Problem: Line by line, set down all the data below exactly, omitting any picture.

Stored records:
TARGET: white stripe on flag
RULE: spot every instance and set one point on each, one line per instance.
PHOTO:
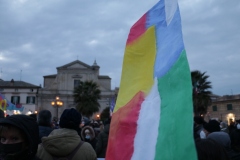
(147, 130)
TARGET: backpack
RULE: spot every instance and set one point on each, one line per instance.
(71, 155)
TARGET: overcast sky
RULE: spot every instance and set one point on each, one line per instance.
(36, 36)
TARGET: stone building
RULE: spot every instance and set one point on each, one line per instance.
(225, 108)
(62, 85)
(21, 94)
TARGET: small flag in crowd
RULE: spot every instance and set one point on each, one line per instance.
(7, 105)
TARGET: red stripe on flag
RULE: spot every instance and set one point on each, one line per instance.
(124, 126)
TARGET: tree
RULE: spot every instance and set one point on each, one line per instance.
(201, 92)
(86, 95)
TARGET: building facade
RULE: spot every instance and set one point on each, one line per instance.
(62, 85)
(21, 94)
(225, 108)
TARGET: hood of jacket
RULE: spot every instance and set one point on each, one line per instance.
(91, 131)
(61, 142)
(106, 128)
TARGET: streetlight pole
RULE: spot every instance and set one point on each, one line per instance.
(57, 103)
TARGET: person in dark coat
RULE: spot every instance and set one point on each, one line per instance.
(235, 137)
(101, 146)
(19, 138)
(1, 113)
(88, 135)
(44, 124)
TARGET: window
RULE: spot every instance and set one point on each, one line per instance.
(229, 106)
(214, 108)
(15, 99)
(30, 100)
(76, 83)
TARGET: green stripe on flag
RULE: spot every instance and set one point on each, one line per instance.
(175, 139)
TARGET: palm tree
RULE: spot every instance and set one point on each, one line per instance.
(86, 95)
(201, 92)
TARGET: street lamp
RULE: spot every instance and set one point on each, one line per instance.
(57, 103)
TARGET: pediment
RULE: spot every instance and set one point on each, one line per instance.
(74, 65)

Response to the exercise:
TARGET: white stripe on flag
RULE: spot every instance and set one point on each, one line per instance.
PHOTO:
(147, 130)
TARGET: backpack
RULE: spot every instance and set one point on each, one line per instance.
(71, 155)
TARGET: overcast sky
RULE: spot every instance and set one point on each, one line per instance.
(36, 36)
TARGET: stone building
RULE: spot every instance and set one point on each, one line per instance.
(225, 108)
(62, 85)
(21, 94)
TARGET: small flag in crowd
RULE: spot every instance and set one point on each, one line per instance.
(7, 105)
TARGET: red stripe on flag
RULE: spot every instance and set one point on each, one line per instance.
(124, 126)
TARGET: tree
RULE: spot every instance and set one point on each, one line per instance.
(201, 92)
(86, 95)
TARGET: building facade
RULE: spot every instance and set one point on each, one line per instance.
(62, 85)
(21, 94)
(225, 108)
TARGET: hood of jacket
RULE: spot every instance and set one point on each, one line per instance.
(91, 131)
(61, 142)
(106, 128)
TARGET: streetlight pole
RULE: spot every instance and set one point on each, one line per instance.
(57, 103)
TARGET: person in dark coat
RULE: spot every instance and set one point on each, one line per instance.
(235, 137)
(101, 146)
(19, 138)
(1, 113)
(88, 135)
(44, 124)
TARGET: window
RULE: spot every instance and set one point on each, one line per instance.
(229, 106)
(214, 108)
(15, 99)
(30, 100)
(76, 83)
TARGET: green stripe on flag
RULE: spot every instance and set one point on each, one line per instance.
(175, 139)
TARGET: palm tree
RULE: spot every instance and set one point on each, one line per instance.
(86, 95)
(201, 92)
TARGET: street lamp
RULE: spot every instance and set one point on each, one line per instance.
(57, 103)
TARGET: pediment
RULE: spot every instance and set one point on each, one line per instance.
(74, 65)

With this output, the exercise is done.